--- Passage shown ---

IPSW Diff Pipeline Refactor
Status: 🚧 In Progress — Event-Driven File Streaming Rollout
Branch: feat/diff_pipeline
Start Date: 2025-10-01
Last Updated: 2025-10-26
Current Focus: Converting remaining handlers to the matcher-based ZIP/DMG walker
Quick Links
📊 IMPLEMENTATION_STATUS.md - Current progress summary 📐 ARCHITECTURE.md - Technical design 📋 TASKS.md - Detailed task tracking 💾 CACHE_ARCHITECTURE.md - Caching deep dive 🔬 PROFILING.md - Performance profiling guide 🎯 FINAL_TEST_RESULTS.md - Full production test results 🚀 OPTIMIZATION_RESULTS.md - DSC memory optimization journey
Quick Start
For agents/developers new to this feature:
- Start here → IMPLEMENTATION_STATUS.md for current progress
- Read this document for overview
- Review ARCHITECTURE.md for technical design
- Check TASKS.md for what's next
- See CACHE_ARCHITECTURE.md for caching details
- Launch Constraints diffs now run automatically (look for the 🚦 section in reports).

--- Supplied material ---

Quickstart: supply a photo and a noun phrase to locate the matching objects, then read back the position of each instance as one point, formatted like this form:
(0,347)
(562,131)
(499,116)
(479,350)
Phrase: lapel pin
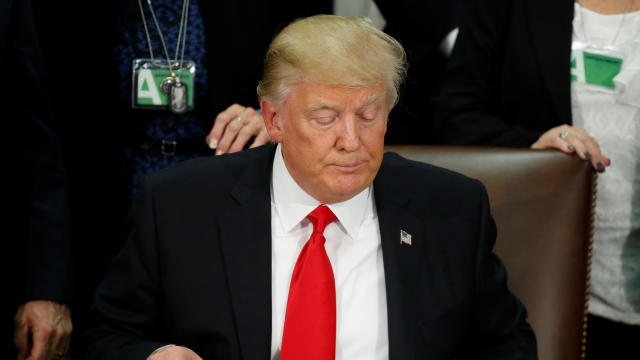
(405,237)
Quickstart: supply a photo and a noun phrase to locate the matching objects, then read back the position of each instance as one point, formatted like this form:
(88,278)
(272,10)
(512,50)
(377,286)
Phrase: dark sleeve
(466,111)
(124,316)
(47,238)
(420,26)
(500,327)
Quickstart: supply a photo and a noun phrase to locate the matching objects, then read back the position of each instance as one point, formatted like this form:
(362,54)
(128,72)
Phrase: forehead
(312,96)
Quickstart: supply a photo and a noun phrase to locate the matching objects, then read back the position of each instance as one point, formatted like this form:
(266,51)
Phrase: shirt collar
(293,204)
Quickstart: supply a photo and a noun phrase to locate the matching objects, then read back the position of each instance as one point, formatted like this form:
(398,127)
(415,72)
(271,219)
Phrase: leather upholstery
(542,202)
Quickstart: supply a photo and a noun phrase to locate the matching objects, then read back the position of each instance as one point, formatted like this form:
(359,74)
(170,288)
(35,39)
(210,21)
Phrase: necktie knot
(320,218)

---

Required work:
Answer from the IPSW diff pipeline page:
(a) What branch is the refactor on?
(b) What is the current focus of the work?
(c) Which symbol marks the Launch Constraints section in reports?

Exercise response:
(a) feat/diff_pipeline
(b) Converting remaining handlers to the matcher-based ZIP/DMG walker
(c) 🚦